== GIVEN INFORMATION ==

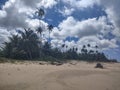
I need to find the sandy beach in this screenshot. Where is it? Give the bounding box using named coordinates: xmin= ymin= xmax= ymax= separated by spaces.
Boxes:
xmin=0 ymin=62 xmax=120 ymax=90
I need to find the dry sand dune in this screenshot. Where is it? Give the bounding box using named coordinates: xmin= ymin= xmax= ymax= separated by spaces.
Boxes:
xmin=0 ymin=62 xmax=120 ymax=90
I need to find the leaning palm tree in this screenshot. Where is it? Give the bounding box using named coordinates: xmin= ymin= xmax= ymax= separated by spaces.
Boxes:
xmin=35 ymin=8 xmax=45 ymax=57
xmin=48 ymin=25 xmax=53 ymax=43
xmin=35 ymin=8 xmax=45 ymax=39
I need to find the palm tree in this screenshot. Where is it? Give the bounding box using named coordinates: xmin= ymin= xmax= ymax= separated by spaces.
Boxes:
xmin=35 ymin=8 xmax=45 ymax=57
xmin=48 ymin=25 xmax=53 ymax=43
xmin=35 ymin=8 xmax=45 ymax=41
xmin=87 ymin=44 xmax=90 ymax=47
xmin=20 ymin=28 xmax=39 ymax=59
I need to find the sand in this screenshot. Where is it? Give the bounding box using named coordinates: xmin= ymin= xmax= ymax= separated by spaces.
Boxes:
xmin=0 ymin=62 xmax=120 ymax=90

===

→ **GIVEN PROBLEM**
Please rewrite the rows starting with the line that contains "I need to find the sand in" and going on through the last line, with "screenshot" replaced by "frame" and everything else left as it is.

→ **RESPONSE**
I need to find the sand in this frame. Where is it? Give the bounding box using named coordinates: xmin= ymin= xmax= ymax= separated by spaces.
Boxes:
xmin=0 ymin=62 xmax=120 ymax=90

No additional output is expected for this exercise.